8.  A record of what you actually did: Correct masses and moles of reactants, volumes of liquids, concentrations of solutions, actual procedure (not what the experimental procedure told you to do), observations of reaction process, clean-up procedures, mass of product (mp, bp, etc where appropriate), analyses performed with summary of conclusions drawn from analyses. 

 

This information, along with the spectral and chromatographic (HPLC, TLC, etc) data, will be used in writing the lab report.

 

 

Experiments and Required Work

 

1.  Homework Sets.   In order to learn how to interpret and assign spectra to structural features in organic compounds several spectral problem homework sets will be assigned.  In addition there will be a homework set dealing with nomenclature and basic calculation review, and an extraction homework set based on the use of the computer program Excel. All points for homework will be added together and scaled to 100 pts

 

2. Experiments. A total of 5 experiments will be completed through the course of the semester.  Each of the first four experiments will be require a formal lab report to be written or a PowerPoint presentation (se instructor).  The fifth experiment will be presented in poster format (see below).

 

3.  Poster Project.  The culmination of this laboratory is the successful completion of an individual project which will be described in a poster that will be displayed in the joint poster session for Chemistry 125, 133, 141 and164, to be held during finals week on Friday, December 17th at either 8 am or 10:30 am (to be determined based on graduation schedule).    Attendance at the poster session is mandatory!  Project topics will be chosen from a list provided by your instructor.  You cannot pass the class without participating in the poster session. 

 

4.  Exam.  An exam will be given during the sixth-eighth week of semester (depending on class schedule).   Note that the poster project is considered to be the final exam for this course!

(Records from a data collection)
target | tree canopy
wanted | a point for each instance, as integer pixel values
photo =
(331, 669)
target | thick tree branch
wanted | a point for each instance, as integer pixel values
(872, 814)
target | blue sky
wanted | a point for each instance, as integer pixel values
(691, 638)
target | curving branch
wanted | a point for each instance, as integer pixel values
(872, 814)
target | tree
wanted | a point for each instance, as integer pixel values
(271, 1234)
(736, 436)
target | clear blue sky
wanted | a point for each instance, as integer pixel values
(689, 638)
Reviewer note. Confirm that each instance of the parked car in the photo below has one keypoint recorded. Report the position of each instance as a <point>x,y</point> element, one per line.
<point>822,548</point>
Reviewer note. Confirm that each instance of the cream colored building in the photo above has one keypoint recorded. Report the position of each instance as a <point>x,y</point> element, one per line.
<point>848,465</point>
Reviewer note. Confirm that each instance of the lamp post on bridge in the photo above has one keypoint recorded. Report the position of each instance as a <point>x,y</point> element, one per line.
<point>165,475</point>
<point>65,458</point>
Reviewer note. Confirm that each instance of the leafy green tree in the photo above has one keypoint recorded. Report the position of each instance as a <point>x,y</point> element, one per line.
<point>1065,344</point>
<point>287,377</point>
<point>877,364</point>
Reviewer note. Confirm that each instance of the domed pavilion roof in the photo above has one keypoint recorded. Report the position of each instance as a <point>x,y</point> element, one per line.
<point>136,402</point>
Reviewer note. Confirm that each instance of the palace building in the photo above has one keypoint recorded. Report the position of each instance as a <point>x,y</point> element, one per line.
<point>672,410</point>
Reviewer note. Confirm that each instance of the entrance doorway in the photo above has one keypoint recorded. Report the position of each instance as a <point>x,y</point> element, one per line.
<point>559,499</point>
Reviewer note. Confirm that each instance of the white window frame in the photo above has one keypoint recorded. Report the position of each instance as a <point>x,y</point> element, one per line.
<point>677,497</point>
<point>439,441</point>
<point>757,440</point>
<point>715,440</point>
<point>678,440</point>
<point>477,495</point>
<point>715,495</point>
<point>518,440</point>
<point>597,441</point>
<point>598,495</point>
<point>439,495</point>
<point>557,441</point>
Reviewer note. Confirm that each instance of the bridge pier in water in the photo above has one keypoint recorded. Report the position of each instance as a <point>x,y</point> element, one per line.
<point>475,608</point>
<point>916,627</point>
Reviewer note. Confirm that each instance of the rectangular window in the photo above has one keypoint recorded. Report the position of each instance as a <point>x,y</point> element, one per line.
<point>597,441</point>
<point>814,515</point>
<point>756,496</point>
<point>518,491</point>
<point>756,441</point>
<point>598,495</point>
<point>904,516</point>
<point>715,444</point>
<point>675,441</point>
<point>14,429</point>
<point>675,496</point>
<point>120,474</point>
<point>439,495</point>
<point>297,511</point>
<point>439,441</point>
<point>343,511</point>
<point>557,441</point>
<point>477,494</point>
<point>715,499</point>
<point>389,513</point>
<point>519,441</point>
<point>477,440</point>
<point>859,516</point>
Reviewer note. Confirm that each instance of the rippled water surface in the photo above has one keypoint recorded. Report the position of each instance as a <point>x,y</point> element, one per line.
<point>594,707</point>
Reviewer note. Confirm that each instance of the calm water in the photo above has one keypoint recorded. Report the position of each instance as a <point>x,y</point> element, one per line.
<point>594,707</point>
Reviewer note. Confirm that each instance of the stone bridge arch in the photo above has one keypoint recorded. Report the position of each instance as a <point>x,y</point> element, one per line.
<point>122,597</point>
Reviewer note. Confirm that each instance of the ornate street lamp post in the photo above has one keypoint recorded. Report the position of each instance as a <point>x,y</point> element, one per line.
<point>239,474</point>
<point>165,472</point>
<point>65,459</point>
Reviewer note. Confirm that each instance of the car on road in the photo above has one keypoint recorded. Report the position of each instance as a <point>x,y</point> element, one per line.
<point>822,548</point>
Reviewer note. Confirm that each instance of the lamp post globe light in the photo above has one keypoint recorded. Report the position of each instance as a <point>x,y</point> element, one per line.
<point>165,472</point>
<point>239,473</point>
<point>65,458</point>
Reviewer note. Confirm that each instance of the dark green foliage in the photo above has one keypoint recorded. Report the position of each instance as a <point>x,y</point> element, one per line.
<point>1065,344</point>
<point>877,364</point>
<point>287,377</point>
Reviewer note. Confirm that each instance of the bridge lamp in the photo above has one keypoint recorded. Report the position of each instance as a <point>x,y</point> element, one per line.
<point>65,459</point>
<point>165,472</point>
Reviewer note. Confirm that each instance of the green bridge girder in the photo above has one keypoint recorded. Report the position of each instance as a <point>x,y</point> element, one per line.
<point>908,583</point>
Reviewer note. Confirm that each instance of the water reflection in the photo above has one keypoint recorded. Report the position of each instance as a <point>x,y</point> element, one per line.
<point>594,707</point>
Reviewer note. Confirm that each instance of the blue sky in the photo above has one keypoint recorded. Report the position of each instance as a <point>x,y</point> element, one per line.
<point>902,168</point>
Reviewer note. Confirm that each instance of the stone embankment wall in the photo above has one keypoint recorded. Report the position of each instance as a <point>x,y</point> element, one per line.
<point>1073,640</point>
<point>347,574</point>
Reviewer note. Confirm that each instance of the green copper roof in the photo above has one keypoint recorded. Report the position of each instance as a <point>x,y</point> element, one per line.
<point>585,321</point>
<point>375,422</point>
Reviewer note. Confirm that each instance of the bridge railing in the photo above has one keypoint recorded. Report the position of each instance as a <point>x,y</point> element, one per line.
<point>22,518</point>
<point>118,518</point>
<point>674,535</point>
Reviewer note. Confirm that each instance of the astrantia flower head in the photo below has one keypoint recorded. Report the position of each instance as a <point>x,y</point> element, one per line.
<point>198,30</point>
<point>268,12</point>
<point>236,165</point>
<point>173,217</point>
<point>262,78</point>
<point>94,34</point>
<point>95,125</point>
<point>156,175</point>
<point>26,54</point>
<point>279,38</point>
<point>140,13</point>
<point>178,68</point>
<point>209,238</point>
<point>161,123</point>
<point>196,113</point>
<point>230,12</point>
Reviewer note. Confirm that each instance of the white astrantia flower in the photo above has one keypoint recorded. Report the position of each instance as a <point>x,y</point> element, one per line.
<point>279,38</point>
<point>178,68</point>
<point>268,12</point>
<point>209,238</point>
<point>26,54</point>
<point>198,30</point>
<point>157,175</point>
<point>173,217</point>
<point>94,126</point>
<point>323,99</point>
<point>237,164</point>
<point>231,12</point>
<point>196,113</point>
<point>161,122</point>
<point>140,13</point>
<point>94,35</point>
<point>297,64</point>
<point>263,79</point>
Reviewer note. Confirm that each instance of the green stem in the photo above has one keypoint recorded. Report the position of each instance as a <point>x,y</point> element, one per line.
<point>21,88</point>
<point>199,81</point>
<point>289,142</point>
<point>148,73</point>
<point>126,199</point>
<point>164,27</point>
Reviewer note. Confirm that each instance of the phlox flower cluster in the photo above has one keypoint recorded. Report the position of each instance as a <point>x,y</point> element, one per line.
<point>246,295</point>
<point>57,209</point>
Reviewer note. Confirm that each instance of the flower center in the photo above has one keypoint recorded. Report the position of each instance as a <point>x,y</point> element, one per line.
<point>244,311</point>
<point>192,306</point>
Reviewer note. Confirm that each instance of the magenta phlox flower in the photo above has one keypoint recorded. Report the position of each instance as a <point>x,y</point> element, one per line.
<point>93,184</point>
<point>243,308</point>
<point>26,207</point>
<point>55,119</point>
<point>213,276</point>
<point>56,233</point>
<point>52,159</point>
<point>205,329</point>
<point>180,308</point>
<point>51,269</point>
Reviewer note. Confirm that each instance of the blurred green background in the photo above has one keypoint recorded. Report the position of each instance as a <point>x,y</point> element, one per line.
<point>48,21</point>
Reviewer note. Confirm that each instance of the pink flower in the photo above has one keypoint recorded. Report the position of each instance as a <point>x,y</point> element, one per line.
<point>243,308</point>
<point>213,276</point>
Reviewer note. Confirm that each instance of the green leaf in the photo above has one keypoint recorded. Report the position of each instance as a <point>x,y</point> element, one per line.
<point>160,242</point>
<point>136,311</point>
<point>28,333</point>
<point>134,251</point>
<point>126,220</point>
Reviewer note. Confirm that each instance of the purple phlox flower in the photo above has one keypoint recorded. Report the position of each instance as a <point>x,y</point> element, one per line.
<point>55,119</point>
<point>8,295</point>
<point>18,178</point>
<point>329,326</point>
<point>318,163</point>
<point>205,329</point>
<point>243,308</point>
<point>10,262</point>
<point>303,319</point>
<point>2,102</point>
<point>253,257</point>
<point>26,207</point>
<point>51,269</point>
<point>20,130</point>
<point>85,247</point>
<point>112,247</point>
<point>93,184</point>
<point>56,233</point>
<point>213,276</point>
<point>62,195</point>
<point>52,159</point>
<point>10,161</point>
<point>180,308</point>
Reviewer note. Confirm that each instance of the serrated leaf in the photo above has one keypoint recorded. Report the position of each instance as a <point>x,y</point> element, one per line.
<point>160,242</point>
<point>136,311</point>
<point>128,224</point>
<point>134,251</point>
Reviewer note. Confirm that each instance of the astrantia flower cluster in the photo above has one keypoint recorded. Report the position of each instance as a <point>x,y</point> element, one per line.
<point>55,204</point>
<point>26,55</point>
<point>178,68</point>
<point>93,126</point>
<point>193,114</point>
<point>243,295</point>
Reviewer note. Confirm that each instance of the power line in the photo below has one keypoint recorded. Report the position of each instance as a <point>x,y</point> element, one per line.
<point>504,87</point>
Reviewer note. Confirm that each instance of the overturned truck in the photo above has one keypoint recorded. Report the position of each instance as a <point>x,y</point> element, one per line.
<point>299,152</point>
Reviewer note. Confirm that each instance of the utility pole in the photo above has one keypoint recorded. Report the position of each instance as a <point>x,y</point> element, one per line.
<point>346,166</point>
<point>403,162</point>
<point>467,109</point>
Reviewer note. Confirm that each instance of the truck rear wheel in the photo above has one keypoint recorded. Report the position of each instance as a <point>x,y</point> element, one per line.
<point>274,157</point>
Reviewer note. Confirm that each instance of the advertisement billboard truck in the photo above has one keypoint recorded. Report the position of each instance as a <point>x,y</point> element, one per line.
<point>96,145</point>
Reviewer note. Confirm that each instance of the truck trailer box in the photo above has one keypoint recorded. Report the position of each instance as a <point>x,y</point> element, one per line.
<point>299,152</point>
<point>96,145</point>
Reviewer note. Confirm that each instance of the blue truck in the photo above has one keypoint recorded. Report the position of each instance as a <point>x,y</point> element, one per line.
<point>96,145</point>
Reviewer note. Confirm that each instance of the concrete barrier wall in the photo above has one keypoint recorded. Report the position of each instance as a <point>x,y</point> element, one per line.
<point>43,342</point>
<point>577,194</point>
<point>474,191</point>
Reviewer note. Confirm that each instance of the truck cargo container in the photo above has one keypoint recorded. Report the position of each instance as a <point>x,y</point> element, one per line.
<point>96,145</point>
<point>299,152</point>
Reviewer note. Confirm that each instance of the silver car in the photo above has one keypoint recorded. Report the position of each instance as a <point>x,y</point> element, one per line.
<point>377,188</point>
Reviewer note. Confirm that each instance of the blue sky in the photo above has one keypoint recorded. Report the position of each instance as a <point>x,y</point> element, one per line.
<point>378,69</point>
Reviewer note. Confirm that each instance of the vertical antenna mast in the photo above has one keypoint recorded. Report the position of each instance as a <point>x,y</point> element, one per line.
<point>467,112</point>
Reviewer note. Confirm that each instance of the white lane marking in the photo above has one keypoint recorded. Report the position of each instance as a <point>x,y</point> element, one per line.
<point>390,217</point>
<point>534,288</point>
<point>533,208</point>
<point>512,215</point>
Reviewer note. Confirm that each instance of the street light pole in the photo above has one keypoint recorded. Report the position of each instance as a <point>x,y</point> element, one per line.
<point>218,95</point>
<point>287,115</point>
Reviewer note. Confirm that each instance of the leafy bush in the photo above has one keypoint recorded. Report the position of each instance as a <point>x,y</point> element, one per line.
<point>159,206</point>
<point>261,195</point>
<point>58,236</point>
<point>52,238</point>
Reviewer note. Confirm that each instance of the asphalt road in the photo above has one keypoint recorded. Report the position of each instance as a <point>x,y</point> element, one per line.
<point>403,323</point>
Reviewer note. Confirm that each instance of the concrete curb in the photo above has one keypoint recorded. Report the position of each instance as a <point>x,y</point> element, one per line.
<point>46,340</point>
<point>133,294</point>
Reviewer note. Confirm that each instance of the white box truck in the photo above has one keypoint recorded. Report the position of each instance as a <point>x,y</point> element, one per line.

→ Description of the task
Reproduce the lab course requirements passage from "3.  Poster Project.  The" up to and including "the poster session.".

→ Exercise solution
3.  Poster Project.  The culmination of this laboratory is the successful completion of an individual project which will be described in a poster that will be displayed in the joint poster session for Chemistry 125, 133, 141 and164, to be held during finals week on Friday, December 17th at either 8 am or 10:30 am (to be determined based on graduation schedule).    Attendance at the poster session is mandatory!  Project topics will be chosen from a list provided by your instructor.  You cannot pass the class without participating in the poster session.